- Study text -
================

Open llmwesee opened 2 months ago
They should all be independent unless you changed CONCURRENCY_COUNT to be 1. This is tested normally. The backend has no issues with this at all.
Once you have that working, I can explain how to make it even more efficient using the function_server.
this is the command for running h2ogpt with login.
python generate.py --base_model=meta-llama/Meta-Llama-3.1-8B-Instruct --score_model=None --langchain_mode='UserData' --user_path=user_path --auth='' --use_auth_token=True --visible_visible_models=False --max_seq_len=8192 --max_max_new_tokens=4096 --max_new_tokens=4096 --min_new_tokens=256
can you show me some examples for having h2ogpt as fully backend server running with full functionality from query processing to document uploading for multiple users concurrently & independently . I want to integrated it's backend with react or next.js as frontend with having full functionality like as h2ogpt and having a datalake for all related document things
I'd guess I'd need to ask how you see things blocked. E.g. if you had a pytest test code that you are running that shows how things are blocking each other (e.g. long add of dock and then chat is blocked in another test you ran with -n 2) or you just show video of the UI and what you are doing, I can mimic it and see if I can see what you are seeing.

================

- Problem details -
Please return the forum thread's wording from "Open llmwesee opened" to "h2ogpt with login.", copied word for word. The entries that follow come from a different source than the forum thread.

================

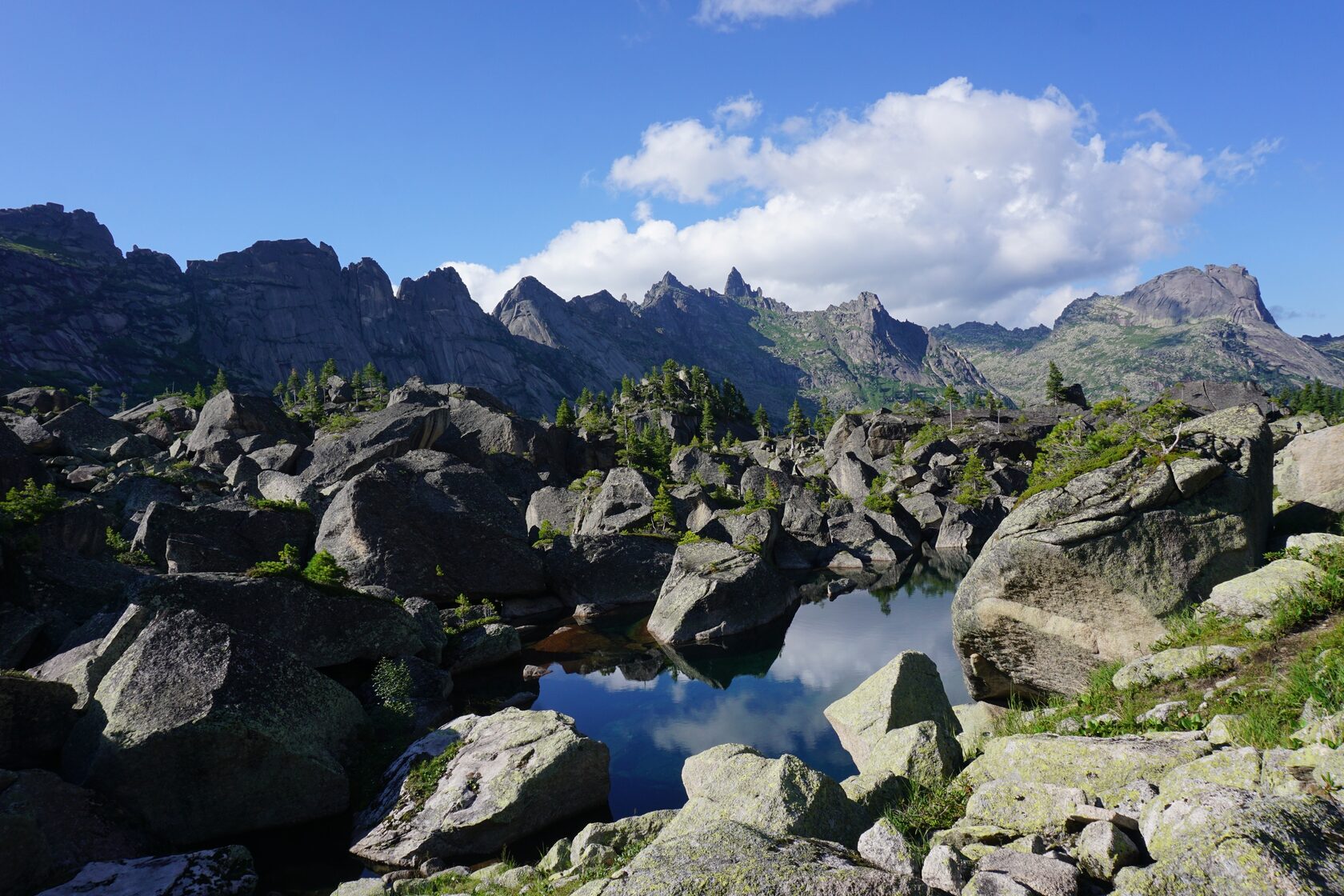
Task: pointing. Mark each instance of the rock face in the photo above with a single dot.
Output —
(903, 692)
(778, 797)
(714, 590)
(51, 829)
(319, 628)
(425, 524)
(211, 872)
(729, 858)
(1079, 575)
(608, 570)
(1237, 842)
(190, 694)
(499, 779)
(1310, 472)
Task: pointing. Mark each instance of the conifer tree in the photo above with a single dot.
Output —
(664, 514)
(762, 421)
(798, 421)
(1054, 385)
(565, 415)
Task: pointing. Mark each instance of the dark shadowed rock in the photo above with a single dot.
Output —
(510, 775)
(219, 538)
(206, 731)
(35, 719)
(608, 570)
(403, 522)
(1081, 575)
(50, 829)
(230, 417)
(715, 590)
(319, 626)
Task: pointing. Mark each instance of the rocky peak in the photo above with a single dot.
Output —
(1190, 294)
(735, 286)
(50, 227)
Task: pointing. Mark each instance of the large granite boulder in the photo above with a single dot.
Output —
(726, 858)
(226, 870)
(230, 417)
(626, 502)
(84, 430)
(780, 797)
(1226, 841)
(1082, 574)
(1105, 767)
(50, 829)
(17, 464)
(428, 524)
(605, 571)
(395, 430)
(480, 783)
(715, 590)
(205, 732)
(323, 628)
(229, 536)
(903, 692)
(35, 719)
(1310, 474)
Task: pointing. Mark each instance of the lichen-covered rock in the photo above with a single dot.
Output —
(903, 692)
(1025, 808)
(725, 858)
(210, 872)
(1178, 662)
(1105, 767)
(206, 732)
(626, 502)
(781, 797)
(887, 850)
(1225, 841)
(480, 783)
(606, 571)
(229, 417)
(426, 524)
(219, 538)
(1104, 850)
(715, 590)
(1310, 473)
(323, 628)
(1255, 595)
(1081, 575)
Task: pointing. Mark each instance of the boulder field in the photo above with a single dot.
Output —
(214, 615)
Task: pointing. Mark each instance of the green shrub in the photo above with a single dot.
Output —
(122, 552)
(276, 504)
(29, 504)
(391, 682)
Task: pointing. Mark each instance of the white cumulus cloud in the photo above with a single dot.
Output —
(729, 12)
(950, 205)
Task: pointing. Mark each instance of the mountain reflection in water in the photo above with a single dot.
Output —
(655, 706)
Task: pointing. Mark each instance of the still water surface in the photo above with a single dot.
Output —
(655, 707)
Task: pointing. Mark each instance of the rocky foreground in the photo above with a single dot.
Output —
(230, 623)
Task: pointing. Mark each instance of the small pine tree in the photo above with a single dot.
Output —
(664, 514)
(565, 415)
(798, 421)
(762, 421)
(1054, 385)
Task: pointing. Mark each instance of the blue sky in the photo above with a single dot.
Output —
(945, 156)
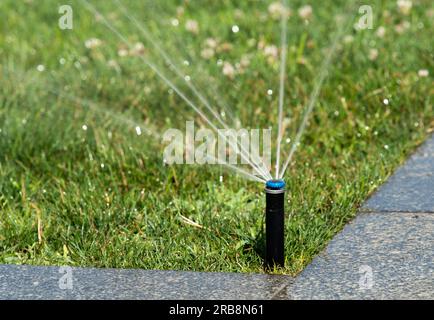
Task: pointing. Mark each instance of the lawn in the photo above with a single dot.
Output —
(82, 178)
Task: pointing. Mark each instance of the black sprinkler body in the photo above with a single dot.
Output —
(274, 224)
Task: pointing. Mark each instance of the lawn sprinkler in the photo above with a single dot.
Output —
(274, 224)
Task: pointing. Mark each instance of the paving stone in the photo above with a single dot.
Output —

================

- Solution to the problem -
Open llmwesee opened 2 months ago
They should all be independent unless you changed CONCURRENCY_COUNT to be 1. This is tested normally. The backend has no issues with this at all.
Once you have that working, I can explain how to make it even more efficient using the function_server.
this is the command for running h2ogpt with login.